Directive => Rewrite the rows below with every "place a dot" changed to "put a point" and nothing else altered, leaving out the pictures.
== Supplied entries
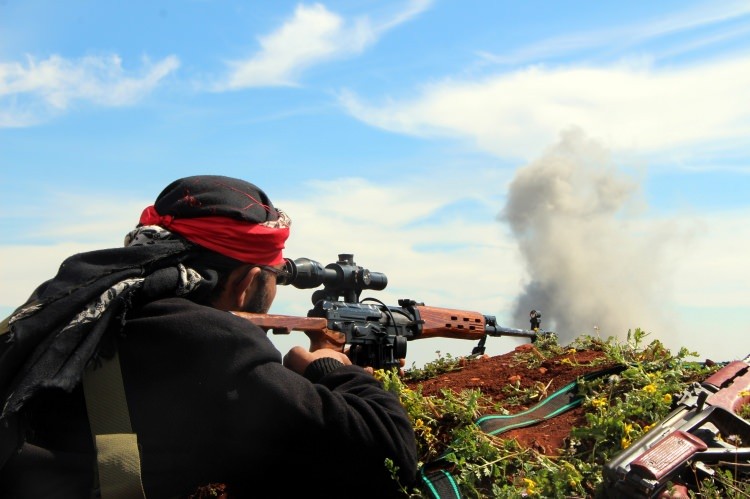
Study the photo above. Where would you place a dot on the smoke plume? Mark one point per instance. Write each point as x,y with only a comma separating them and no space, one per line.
593,266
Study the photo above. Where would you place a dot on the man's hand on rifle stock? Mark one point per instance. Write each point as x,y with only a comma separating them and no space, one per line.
297,359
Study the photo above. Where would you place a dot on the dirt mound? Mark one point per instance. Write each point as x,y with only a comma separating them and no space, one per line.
524,370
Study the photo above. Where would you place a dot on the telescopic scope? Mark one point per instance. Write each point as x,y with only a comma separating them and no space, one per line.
342,276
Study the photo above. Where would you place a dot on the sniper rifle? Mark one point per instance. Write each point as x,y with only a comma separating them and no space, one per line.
376,333
703,432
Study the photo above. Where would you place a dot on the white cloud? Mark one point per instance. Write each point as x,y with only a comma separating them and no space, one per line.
693,19
465,261
313,35
630,107
31,91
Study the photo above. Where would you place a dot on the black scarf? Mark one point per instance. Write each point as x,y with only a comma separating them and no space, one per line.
74,317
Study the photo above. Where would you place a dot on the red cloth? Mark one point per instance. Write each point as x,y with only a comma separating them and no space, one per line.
244,241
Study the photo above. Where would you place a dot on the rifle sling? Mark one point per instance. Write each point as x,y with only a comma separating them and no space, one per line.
117,455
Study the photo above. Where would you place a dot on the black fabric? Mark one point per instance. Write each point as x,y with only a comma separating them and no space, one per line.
211,402
215,195
42,349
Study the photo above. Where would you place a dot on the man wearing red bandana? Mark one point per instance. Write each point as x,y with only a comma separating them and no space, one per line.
205,396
====
Written solution =>
Study the photo above. Where would you put a point on the smoke plume? Mark one point per instance. Write each point as x,y with only a comma separating them and no space, one per line.
593,266
Study the photo above. Where would you put a point on the man's hand on rifle stock? Mark one point per instance. Write each point as x,y with only a comma separating them and no space, one per line.
297,359
Study the photo above. Where would you put a point on the dirt mound? Mark one point per instance. Write each point as x,y with only a comma separating them and no space, one per line.
524,370
Study the photo above. Where would you put a point on the telescopic scope? Mark one point per instance. Write each point as x,y with only a comma separating them and no space, one per line.
342,276
Study the photo above. Where would you put a point on the sniper rifle? Mark one point per instance. Write each point as x,y with only a comma separating them and no space, one per line.
376,333
703,432
Study the photo above. Where would you put a point on the white cloud? Mark one point per instance. Write each point as x,y with only a comma separating them and no space, one per line.
693,19
465,261
313,35
630,107
31,91
Study the photo above. Where would you put a point on the black scarf? Mark one point per instance. Write each point as x,y with only a comma separating them and no space, one per line.
74,317
Study the photo above. Where would you put a point on the red cloth? Mark one point per instance. Write each point as x,y with only a comma separating them and no space, one per line.
244,241
Study the photo above. Where would you put a point on the rifle sling? Mark one point per instance. Write each point as x,y with only a comma separating them and no space, one per line.
117,455
Study the photo above. Where would you put a point on the black fabric? Mark one point per instance. Write each point as x,y with only a comma separating them and no space, one per line.
211,402
215,195
42,349
Study the photo above. Where would you put a point on the man wearing red bandana? Mark one point per instance. Write each point as x,y with only a comma separating them and no space, one per line.
205,396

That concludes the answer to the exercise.